Jakarta, Suarakristen.com
Yayasan Komunikasi Indonesia mengadakan Diskusi Panel bertemakan “Demokrasi dan Pembebasan”, Rabu (15/1), di Kantor Yayasan Jln. Matraman No.10A
Pada diskusi panel kali ini dihadiri para narasumber : Sabam Sirait sebagai Keynote Speaker, Alan Singkali (Sekum PP GMKI), Erasmus Napitupulu (Peneliti KJR), dan Abednego Tarigan (Kedeputian II KSP)
Sebagai Moderator : Theo Cosner Tambunan (Direktur Eksekutif Program Yayasan Komunikasi Indonesia)
Sabam Sirait mengatakan bahwa yang paling sering dibahas di dunia adalah mengenai Demokrasi.
“Contoh di Amerika Latin mereka sering bicara tentang demokrasi terutama untuk menjawab permasalahan yang terjadi saat ini. Demokrasi itu nantinya berkembang menjadi pembebasan terhadap hal-hal yang bertentangan dengan keadilan. Mereka benar-benar ingin menerapkan demokrasi beserta pembebasan. Bukanlah demokrasi palsu yang diperagakan parpol-parpol di Indonesia. Untuk itu saya berharap dari diskusi ini lahir ide-ide berupa demokrasi dan pembebasan yang berguna untuk kemajuan negeri,” kata Sabam Sirait.
Alan Singkali mengingatkan tentang sejarah demokrasi Indonesia mulai dari era kemerdekaan sampai saat ini. Setiap periode atau fase punya kelebihan dan kekurangannya masing-masing.
“Demokrasi dimulai pada fase sejak pra Indonesia Merdeka, Demokrasi Liberal & Terpimpin zaman Soekarno, Demokrasi Pembangunan zaman Soeharto dan Demokrasi saat era Reformasi dan setelahnya. Setiap perkembangan demokrasi di Indonesia memiliki pengaruh dan warisannya sendiri. Demokrasi kita ditentukan oleh siapa yang berada didalam sistem perpolitikan Indonesia saat ini. Ambil contoh di zaman pemerintahan Soeharto, sistem perpolitikan lebih terpusat kepada sosok Soeharto yang otoriter dan diktator, dimana partai-partai politik ruang geraknya dibatasi dan dikontrol ketat berbeda di era sekarang yang masuk era Millennial yang lebih bebas dan terbuka untuk menyampaikan suara-suara politiknya,” jelas Alan.
Erasmus Napitupulu mengutamakan Rancangan Kitab Undang Pidana (R KUHP) untuk mengatur demokrasi termasuk mengatur hak-hak azasi manusia.

** Data Sumber **
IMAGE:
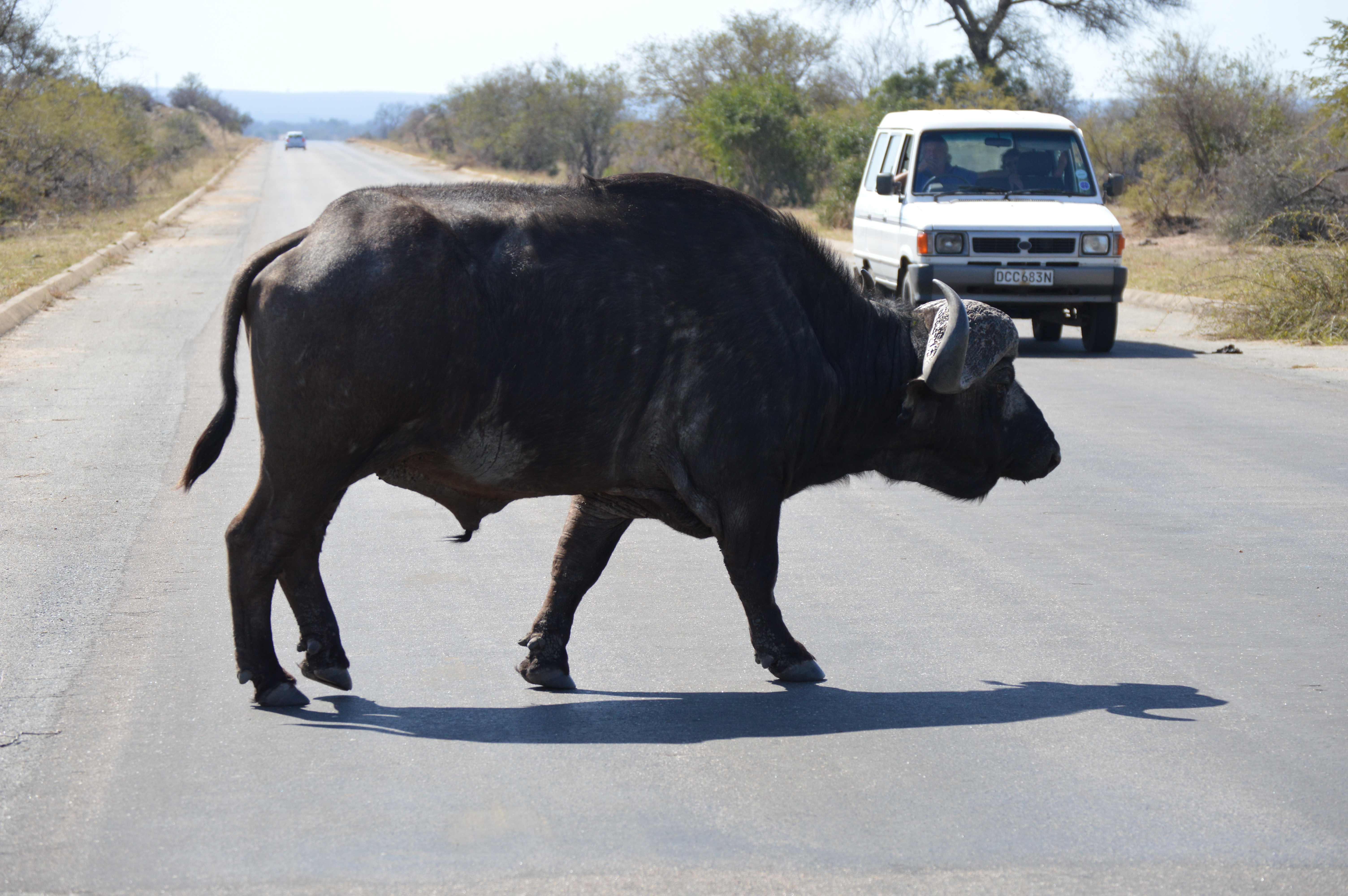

** Uraian Tugas **
Tolong terjemahkan kalimat dari teks bacaan tentang diskusi demokrasi ini ke dalam bahasa Inggris: "Alan Singkali mengingatkan tentang sejarah demokrasi Indonesia mulai dari era kemerdekaan sampai saat ini."

** Jawaban Tertulis **
Alan Singkali recalled the history of Indonesian democracy from the independence era to the present day.